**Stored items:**
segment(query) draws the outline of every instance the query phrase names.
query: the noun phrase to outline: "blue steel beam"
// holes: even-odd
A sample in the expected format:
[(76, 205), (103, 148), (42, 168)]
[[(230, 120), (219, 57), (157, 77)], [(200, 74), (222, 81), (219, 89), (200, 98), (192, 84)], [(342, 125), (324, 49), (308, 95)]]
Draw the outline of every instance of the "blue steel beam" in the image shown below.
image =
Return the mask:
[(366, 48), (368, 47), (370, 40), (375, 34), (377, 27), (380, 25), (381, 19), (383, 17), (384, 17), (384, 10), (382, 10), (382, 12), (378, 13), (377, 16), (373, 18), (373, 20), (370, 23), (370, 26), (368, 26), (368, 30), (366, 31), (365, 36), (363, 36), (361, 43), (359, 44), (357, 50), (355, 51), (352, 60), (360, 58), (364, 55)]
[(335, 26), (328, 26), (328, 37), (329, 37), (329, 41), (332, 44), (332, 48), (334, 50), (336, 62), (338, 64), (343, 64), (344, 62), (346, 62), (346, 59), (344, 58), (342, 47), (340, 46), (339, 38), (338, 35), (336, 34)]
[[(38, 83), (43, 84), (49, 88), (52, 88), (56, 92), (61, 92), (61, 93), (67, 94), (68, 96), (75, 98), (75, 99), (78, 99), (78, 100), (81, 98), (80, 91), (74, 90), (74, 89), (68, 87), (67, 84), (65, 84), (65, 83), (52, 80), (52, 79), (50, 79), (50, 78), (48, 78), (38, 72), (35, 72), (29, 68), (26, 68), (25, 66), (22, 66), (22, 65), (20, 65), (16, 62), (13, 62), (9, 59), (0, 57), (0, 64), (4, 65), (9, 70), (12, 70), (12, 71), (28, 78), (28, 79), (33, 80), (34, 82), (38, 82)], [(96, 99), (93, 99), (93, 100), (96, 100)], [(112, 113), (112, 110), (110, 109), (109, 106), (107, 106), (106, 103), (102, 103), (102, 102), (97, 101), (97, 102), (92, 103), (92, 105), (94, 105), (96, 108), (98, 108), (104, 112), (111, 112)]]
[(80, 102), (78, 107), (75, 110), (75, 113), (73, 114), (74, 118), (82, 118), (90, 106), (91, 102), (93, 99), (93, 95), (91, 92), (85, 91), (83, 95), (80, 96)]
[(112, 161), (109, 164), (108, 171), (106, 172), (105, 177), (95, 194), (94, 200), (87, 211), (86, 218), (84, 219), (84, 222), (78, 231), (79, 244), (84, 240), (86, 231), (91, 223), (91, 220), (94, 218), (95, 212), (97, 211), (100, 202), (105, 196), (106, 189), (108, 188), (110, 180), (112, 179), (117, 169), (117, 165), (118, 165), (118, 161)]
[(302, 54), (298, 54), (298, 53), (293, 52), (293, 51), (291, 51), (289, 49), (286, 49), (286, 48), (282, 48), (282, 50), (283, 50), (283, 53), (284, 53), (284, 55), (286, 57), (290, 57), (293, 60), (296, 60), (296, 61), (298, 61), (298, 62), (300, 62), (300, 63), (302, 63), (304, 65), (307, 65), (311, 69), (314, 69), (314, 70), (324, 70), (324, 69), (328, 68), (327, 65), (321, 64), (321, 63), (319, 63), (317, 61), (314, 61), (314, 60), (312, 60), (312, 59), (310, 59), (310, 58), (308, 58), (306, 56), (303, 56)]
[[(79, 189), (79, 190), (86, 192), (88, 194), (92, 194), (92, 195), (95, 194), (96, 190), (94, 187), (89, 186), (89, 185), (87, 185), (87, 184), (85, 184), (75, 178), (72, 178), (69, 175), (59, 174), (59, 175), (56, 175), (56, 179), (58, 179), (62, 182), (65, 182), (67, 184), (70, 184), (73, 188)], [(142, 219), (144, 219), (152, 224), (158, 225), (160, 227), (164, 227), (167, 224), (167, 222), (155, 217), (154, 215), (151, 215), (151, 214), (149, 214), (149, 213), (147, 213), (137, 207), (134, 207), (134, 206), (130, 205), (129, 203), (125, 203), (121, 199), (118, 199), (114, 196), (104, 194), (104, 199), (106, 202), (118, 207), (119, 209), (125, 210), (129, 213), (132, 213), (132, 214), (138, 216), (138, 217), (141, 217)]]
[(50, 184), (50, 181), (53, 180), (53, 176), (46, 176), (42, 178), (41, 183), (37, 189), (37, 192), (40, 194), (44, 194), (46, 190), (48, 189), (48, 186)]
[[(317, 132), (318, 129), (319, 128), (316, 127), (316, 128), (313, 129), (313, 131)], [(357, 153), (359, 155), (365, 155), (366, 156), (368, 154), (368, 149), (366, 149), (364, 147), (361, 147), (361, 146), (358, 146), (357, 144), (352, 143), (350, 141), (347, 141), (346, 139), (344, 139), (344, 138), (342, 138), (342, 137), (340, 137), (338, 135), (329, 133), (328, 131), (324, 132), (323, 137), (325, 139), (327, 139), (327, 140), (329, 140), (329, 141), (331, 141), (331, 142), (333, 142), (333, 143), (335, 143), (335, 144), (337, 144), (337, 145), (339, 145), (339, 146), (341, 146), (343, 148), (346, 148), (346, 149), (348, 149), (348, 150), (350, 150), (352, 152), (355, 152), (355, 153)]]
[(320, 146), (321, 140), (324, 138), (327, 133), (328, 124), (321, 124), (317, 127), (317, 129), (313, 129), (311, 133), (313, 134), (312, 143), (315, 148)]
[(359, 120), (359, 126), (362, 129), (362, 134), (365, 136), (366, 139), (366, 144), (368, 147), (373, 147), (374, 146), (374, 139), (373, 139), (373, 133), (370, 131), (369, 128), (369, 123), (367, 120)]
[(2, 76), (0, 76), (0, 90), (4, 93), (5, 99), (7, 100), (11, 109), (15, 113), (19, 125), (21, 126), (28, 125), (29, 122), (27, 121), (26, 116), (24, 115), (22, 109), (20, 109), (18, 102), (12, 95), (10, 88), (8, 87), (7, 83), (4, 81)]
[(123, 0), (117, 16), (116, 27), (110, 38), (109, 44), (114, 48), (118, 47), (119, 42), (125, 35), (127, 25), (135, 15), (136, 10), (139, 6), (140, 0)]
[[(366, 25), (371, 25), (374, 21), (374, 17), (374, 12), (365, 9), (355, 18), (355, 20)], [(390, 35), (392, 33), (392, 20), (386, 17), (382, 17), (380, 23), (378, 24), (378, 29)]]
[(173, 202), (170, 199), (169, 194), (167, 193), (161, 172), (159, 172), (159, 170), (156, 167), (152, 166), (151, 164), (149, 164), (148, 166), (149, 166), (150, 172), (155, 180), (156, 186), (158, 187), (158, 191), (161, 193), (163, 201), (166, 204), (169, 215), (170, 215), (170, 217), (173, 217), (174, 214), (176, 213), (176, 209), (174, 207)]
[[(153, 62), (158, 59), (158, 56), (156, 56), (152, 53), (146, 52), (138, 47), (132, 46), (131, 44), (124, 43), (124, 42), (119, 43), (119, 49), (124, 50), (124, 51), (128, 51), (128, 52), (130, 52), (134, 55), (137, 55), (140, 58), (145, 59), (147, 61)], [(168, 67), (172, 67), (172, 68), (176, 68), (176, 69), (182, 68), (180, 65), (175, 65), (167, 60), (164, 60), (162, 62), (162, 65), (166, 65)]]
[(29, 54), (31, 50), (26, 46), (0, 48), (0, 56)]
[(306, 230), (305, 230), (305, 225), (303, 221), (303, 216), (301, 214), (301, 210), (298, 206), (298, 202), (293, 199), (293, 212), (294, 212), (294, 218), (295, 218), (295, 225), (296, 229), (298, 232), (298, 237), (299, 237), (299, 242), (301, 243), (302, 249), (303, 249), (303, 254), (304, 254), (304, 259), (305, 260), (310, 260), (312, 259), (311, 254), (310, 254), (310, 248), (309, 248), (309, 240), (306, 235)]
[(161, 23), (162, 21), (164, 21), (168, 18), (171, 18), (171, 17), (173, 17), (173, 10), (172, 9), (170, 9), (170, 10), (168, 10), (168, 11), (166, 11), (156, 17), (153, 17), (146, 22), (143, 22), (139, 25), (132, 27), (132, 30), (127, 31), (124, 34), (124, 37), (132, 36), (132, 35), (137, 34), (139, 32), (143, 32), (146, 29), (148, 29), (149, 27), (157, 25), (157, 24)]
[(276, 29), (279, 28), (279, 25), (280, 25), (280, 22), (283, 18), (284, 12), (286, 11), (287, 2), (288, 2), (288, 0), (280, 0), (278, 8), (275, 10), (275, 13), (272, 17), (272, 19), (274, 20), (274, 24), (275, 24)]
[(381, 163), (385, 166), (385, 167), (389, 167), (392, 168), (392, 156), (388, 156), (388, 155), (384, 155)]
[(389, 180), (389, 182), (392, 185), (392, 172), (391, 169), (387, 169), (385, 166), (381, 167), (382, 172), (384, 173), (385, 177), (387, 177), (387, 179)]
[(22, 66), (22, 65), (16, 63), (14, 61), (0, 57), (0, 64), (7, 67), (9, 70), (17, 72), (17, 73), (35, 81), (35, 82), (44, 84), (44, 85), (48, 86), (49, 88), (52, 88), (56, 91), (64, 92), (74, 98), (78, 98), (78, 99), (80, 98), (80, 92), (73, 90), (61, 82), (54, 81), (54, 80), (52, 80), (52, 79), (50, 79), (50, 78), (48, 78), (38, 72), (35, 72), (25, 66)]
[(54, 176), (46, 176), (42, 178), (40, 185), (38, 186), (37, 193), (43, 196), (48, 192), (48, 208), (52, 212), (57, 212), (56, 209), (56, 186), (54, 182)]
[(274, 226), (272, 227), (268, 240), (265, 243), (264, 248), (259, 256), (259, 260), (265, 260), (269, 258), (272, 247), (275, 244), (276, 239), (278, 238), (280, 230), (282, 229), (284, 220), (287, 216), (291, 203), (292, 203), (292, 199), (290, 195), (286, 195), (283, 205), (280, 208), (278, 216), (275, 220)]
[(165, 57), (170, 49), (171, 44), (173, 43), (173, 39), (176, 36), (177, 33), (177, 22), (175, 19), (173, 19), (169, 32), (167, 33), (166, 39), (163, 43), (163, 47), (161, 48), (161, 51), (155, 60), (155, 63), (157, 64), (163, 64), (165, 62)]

**What this task involves:** For every line above that has "beam" in it, copy the line.

**Result below:**
query: the noun phrase to outline: "blue steel beam"
Draw the outline of every instance of the "blue steel beam" in the image shown below.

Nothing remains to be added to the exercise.